In the blog excerpt below, copy word for word the passage starting at "Blog 21 - 19/03/2018" and ending at "said than done!".

▶ **Document excerpt**
------------------------

You need to give yourself some time and space. Whether you do this alone, with a family member, a friend or a counsellor it’s ok, as long as you give yourself some time. It can help to write a letter to the person you lost as this may help you identify where you got stuck, or you may just need to visit their resting place a few times. You may need to shed a few more tears too. Be kind to yourself in the grieving process, it’s life changing stuff!

Blog 21 - 19/03/2018 - Is there a younger part of you with too much power in your decisions and thought processes today?

Ever have moments throughout certain days or weeks when you feel quite young for your age? Maybe when you’re worried about something or find yourself in a situation where you feel quite vulnerable?

Often when we are caught off guard we move into functioning from a younger part of ourselves, hence the valnerable feeling, and this can raise anxiety levels within us.

 We hear people talking about the “living in the here and now” or “being grounded”, “keeping our feet on the ground” and “being in the moment” and living this way is a great way to be, however it is much easier said than done!

Life is fast paced and constantly changing, we are accessible to everyone and every situations via technology and it can sometimes be almost impossible to live in the moment. A perfect example of this is when your driving from A to B and when you arrive you don’t remember the journey, it happened automatically. The opposite is when you are driving somewhere new and your fully aware, alert and concentrating.....your in the “here and now”.

So what part of ourselves do we function in on a regular basis without even knowing?

If you find yourself thinking about past events most of the time you are functioning in younger parts of yourself, if you feel quite uncomfortable a majority of the time it’s likely you are functioning from a much younger part of yourself and this could lead to anxiety, and if the anxious feeling is constant, fear usually builds on anxiety then your caught in a distructive cycle.

As children we rely on our cares to help with feeling secure and content, our cares support us if we get something wrong or make a bad decision and we learn from our mistakes with their support. Our reliability changes over time, from leaning on our cares to relying on ourselves, but if we don’t gain this skill it can result in all sorts of different outcomes in our lives.

The outcome of living through our younger selves can result in making mistakes through, decision making, emotional vulnerability, childlike behaviours and communication, lack of forethought in planning, catastrophic thinking, over thinking, distructive risk taking and relationship issues. And yes, while you might come across as a fun loving person to be around.....as you get older you find the gap between your peers, life circumstances and events become more difficult to manage on emotional levels.

So how do we become aware of our younger selves having too much power in our lives today?

Becoming aware is the first step, pause throughout your day and ask yourself how old your feeling? We all feel around 20 to 25, even if your in your 80’s this is true, but look back over your day and ask yourself how old was I emotionally when I was dealing with that situation, did I over think that event, did I second guess the outcome and it wasn’t as bad as I thought it was going to be? Did I get caught up in a situation with people functioning in their younger selves too?

If we reflect on ourselves on a regular basis our awareness automatically shifts us into the “here and now” and the more time we can spend “in the moment” the more we live in the real world, where there is little room for fears from the past and present to exist.

Give it a go for a week and keep a journal of how you are feeling. It can help to use an elastic band loosely around your wrist or something of your choice to help trigger your awareness. I think you’ll be surprised by the results.

------------------------

Extracted records:

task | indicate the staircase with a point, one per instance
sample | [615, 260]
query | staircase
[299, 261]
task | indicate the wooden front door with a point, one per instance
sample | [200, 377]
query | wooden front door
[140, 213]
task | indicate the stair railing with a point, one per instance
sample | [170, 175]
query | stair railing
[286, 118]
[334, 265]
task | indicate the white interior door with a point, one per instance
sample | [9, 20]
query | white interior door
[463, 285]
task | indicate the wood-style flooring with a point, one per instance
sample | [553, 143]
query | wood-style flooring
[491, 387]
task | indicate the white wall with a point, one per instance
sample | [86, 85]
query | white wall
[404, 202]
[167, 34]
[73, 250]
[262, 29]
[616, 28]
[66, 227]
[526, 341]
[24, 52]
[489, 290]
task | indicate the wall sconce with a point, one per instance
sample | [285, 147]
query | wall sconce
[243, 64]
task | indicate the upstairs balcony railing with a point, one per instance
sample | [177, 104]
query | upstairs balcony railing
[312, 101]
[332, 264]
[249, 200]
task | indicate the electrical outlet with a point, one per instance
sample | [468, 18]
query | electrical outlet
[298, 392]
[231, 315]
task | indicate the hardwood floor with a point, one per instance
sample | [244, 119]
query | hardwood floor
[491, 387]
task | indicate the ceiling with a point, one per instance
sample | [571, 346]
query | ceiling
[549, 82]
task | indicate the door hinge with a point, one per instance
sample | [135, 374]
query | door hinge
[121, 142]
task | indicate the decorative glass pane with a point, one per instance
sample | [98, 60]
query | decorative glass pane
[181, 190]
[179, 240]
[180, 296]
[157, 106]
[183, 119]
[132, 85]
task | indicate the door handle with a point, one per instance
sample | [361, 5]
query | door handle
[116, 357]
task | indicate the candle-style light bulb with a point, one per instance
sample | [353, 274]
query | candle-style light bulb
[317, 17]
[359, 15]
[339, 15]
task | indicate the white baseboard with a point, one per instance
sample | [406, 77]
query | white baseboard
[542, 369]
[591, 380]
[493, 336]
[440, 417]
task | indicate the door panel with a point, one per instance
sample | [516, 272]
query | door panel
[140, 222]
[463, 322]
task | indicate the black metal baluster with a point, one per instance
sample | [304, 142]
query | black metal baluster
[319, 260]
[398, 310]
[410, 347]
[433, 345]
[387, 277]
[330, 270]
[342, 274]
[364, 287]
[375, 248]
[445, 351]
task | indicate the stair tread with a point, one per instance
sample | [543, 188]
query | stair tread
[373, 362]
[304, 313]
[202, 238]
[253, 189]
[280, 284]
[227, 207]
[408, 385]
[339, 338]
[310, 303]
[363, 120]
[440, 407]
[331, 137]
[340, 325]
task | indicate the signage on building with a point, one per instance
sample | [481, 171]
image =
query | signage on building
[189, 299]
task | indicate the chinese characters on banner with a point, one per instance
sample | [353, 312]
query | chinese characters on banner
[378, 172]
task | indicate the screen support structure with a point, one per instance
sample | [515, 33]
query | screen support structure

------------------------

▶ **Response to the task**
Blog 21 - 19/03/2018 - Is there a younger part of you with too much power in your decisions and thought processes today?

Ever have moments throughout certain days or weeks when you feel quite young for your age? Maybe when you’re worried about something or find yourself in a situation where you feel quite vulnerable?

Often when we are caught off guard we move into functioning from a younger part of ourselves, hence the valnerable feeling, and this can raise anxiety levels within us.

 We hear people talking about the “living in the here and now” or “being grounded”, “keeping our feet on the ground” and “being in the moment” and living this way is a great way to be, however it is much easier said than done!